Study questions =
1) Decide whether each statement agrees with the review page on emerging infections and bioterrorism. (a) The review was published in 2011. (b) The effects on pregnant women and fetuses of the medications and vaccines in the response plans are known. (c) The journal's start year is 2010. Answer yes or no for each, quoting the deciding words.
2) According to the review page on emerging infections and bioterrorism, what vaccination is an example of emergency response preparedness?

Excerpt to read =
-*-*-
Biotechnology and Molecular Biology Reviews

  • Abbreviation: Biotechnol. Mol. Biol. Rev.
  • Language: English
  • ISSN: 1538-2273
  • DOI: 10.5897/BMBR
  • Start Year: 2006
  • Published Articles: 101

Review

Emerging infections and bioterrorism emergencies: Where do we go from here?

I. O. Okonko1*, M. O. Ojezele2, E. T. Babalola3, J. C. Nwanze4, O. K. Mejeha5and T. A. Amusan6
1Department of Biochemistry and Microbiology, Lead City University, Ibadan, Nigeria. 2Department of Nursing Science and Public Health, Lead City University, Ibadan, Nigeria. 3Department of Microbiology, Crawford University, Igbesa, Ogun State, Nigeria. 4Department of Pharmacology and Therapeutics, Igbinedion University, Okada, Edo State, Nigeria. 5Department of Microbiology, Federal University of Technology, Owerri, Imo State, Nigeria. 6Medical Laboratory Unit, Department of Health Services, University of Agriculture, Abeokuta, Ogun State, Nigeria.
Email: [email protected]

  •  Accepted: 18 November 2010
  •  Published: 28 February 2011

Abstract

Emerging infectious disease outbreaks and bioterrorism attacks warrant urgent public health and medical responses. Response plans for these events may include use of medications and vaccines for which the effects on pregnant women and fetuses are unknown. Recent experiences with outbreaks of severe acute respiratory syndrome, monkey pox and anthrax, as well as response planning for bioterrorism and pandemic influenza, illustrate the challenges of making recommendations about medical interventions for victims. Experience with bioterrorism attacks (anthrax), viroterrorism attacks (arena viruses) and emergency response preparedness (smallpox vaccination) has been gained. Understanding the physiology of the body, the factors that influence the teratogenic potential of medications and vaccines and the infection control measures that may stop an outbreak will aid planners in making recommendations for care during large-scale infectious disease emergencies.

 

Key words: Bioterrorism, emerging infections, emergence preparedness, pathogens, viroterrorism.
-*-*-
Data listing =
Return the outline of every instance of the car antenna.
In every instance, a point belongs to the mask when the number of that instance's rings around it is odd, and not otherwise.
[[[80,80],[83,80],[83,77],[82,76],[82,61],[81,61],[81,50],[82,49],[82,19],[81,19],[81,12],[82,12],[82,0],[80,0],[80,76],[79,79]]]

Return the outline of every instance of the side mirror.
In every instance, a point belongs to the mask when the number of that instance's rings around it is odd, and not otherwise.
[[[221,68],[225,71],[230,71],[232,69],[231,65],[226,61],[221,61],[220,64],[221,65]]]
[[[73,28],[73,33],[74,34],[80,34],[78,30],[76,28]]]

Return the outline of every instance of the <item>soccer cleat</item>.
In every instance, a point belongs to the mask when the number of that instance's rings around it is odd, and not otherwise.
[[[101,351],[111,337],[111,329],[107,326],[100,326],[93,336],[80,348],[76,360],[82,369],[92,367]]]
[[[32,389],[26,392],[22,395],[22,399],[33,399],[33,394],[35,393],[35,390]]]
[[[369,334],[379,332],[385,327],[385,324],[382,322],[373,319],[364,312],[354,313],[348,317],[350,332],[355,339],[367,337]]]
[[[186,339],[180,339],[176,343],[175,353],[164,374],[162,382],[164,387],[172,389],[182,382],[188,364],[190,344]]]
-*-*-
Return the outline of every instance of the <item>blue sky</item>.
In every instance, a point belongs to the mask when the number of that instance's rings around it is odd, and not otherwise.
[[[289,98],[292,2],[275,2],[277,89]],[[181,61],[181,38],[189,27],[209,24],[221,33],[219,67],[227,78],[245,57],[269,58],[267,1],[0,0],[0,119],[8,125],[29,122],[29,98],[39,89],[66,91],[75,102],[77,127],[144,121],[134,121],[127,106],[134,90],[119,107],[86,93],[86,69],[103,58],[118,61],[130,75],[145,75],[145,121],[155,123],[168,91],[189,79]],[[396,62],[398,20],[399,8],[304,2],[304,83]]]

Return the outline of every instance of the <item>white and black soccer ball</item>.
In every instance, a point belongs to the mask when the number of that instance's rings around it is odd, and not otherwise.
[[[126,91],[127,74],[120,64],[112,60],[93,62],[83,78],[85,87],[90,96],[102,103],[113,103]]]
-*-*-
Outputs in order =
1)
(a) Yes: "Published: 28 February 2011"
(b) No: "for which the effects on pregnant women and fetuses are unknown"
(c) No: "Start Year: 2006"

2) Smallpox vaccination.